In the wake of the Oklahoma City bombing in April of 1995, international attention focused on the militia movement in America. This movement’s members, supporters and detractors have all characterized it as an anti-government movement. This lecture explores the possibility that the militia movement may actually be a tool or extension of the government. (Mr. Emory stresses that he believes that the movement’s actual membership is a mixed bag. Many people in the militias are sincere patriots and conservatives, although generally badly misinformed. Many are also outright raving Nazis and fascists. A few are actually liberals.)
The bulk of the lecture consists of analysis and history of the evolution of the para-military right in the United States. The lecture begins with discussion of the MacArthur group within the military and MacArthur’s intelligence chief, Charles Willoughby. The illusion that the United States was controlled by communist sympathizers had its genesis with Truman’s removal of MacArthur as commander of the UN forces in Korea. Former MacArthur staffers, such as Willoughby and Colonel William Potter Gale, formed an important element on the American far right, and played an important part in the evolution of the paramilitary right. Gale founded the fascist Christian Defense League, one of a number of tributaries that fed the growth of the Minutemen.

• _TASK INSTRUCTIONS_: What comes next in the lecture summary about the militia movement? Continue it after the last sentence shown.

[Free-text descriptions of objects]
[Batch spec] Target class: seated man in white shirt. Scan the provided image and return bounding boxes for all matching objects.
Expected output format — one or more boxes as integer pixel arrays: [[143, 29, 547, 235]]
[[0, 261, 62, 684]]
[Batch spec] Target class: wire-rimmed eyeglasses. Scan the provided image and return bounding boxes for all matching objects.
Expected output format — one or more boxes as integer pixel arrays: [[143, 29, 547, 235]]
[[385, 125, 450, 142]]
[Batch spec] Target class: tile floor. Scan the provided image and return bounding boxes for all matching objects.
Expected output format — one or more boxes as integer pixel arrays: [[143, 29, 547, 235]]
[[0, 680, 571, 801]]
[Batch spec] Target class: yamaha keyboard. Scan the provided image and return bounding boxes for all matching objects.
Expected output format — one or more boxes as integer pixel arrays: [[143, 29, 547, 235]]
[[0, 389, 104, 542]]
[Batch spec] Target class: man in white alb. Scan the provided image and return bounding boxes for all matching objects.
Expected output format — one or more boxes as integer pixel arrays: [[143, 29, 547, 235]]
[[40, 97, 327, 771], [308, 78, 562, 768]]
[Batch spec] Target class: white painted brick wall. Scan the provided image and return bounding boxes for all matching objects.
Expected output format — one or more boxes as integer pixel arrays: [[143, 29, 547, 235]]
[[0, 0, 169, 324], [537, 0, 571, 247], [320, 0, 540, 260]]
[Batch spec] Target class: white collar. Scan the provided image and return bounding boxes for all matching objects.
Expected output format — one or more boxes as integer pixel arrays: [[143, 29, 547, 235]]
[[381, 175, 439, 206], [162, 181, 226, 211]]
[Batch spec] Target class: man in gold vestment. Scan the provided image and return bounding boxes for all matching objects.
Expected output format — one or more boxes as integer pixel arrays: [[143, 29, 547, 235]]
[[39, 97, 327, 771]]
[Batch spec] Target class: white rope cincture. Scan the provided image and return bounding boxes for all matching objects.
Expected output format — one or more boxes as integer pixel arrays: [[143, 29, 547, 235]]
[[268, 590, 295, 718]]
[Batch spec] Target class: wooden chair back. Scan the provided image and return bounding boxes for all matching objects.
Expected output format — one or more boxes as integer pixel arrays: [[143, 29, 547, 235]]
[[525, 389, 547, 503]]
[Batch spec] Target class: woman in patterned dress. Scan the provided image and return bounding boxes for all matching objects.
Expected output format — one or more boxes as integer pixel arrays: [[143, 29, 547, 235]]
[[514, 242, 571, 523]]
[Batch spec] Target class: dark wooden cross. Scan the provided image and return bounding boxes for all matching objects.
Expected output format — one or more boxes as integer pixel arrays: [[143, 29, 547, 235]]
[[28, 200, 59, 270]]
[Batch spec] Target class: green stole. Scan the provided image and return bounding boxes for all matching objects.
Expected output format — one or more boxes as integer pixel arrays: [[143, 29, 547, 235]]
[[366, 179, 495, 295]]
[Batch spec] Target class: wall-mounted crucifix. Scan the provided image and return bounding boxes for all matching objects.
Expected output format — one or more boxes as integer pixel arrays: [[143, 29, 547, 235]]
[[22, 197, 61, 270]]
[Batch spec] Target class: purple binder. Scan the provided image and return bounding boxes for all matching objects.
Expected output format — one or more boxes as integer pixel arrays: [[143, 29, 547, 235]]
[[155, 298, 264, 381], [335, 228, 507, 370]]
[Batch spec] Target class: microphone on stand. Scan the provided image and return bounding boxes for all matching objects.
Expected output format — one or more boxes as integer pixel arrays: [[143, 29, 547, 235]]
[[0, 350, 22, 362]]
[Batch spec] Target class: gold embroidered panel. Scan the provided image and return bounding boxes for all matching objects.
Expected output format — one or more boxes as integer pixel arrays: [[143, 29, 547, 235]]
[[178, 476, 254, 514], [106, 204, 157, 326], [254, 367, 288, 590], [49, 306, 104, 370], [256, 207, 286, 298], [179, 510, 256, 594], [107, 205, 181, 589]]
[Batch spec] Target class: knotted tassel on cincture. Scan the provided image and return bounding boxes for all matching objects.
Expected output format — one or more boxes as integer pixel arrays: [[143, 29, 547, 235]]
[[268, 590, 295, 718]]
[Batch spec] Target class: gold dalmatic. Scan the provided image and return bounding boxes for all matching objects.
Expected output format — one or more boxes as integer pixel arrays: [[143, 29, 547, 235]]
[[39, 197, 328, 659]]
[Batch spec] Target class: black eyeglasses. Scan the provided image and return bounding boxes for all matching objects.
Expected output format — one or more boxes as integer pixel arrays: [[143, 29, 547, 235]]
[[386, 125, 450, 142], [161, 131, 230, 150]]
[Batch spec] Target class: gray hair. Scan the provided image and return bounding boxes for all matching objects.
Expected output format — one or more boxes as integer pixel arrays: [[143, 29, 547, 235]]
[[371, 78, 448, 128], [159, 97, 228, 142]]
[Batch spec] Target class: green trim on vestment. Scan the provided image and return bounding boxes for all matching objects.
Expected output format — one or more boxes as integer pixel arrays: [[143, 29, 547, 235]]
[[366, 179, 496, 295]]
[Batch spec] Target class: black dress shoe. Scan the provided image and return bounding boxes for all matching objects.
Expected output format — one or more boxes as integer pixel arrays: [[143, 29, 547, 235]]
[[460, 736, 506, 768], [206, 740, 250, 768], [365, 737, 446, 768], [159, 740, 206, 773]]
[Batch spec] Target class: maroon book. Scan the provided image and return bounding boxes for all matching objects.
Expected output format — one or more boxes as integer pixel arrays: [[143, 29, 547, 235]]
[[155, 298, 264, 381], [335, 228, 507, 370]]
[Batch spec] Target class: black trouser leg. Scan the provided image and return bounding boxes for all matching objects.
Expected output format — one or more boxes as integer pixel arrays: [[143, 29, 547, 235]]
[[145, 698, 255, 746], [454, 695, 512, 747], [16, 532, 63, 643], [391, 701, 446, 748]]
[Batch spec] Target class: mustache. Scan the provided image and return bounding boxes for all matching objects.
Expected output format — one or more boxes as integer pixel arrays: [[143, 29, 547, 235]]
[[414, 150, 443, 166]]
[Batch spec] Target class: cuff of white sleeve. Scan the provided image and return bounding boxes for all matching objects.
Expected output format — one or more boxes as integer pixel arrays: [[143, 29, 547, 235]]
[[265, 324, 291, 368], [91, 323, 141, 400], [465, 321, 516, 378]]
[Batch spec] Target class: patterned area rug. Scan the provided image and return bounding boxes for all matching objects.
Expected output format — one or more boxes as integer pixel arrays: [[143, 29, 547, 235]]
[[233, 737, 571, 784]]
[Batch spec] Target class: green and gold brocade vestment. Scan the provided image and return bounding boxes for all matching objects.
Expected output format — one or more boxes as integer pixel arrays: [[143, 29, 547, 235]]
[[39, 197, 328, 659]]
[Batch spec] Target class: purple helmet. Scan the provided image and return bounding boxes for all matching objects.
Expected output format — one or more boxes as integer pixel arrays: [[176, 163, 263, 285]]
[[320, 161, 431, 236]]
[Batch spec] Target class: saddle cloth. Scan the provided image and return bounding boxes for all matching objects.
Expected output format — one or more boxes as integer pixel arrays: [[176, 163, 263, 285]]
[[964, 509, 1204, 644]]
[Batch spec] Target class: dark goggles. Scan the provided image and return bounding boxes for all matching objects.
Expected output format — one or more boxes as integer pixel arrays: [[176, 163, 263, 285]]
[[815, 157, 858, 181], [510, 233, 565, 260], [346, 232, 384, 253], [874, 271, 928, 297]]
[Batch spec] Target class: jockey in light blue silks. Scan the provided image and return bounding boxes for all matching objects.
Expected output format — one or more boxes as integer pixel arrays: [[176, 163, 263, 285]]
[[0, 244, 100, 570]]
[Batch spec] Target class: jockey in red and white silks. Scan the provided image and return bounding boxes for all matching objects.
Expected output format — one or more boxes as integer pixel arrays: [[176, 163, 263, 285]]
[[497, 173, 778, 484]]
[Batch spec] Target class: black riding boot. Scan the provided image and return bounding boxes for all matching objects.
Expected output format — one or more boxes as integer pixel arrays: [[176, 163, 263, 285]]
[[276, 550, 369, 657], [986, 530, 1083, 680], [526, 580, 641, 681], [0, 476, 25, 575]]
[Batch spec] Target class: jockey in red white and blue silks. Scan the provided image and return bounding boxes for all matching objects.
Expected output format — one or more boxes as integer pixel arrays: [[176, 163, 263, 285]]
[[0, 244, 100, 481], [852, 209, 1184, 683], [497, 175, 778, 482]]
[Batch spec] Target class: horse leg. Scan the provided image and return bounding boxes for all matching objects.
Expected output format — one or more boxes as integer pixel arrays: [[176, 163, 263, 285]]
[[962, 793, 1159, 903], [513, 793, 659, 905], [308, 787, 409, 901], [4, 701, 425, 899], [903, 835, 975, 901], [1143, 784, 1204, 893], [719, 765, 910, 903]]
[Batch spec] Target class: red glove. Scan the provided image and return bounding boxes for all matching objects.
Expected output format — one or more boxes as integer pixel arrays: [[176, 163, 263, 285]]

• _ANSWER TO THIS PROBLEM_:
The most important of America’s para-military organizations was the Minutemen. A prototype and direct precursor of the modern militia movement, the Minutemen overlapped many domestic fascist organizations, such as the American Nazi Party, the aforementioned Christian Defense League, Ku Klux Klan and National States Rights Party. The intelligence community has recruited elements of the Minutemen (and other, similar, para-military organizations) to serve at the operational level in covert operations, both domestic and foreign.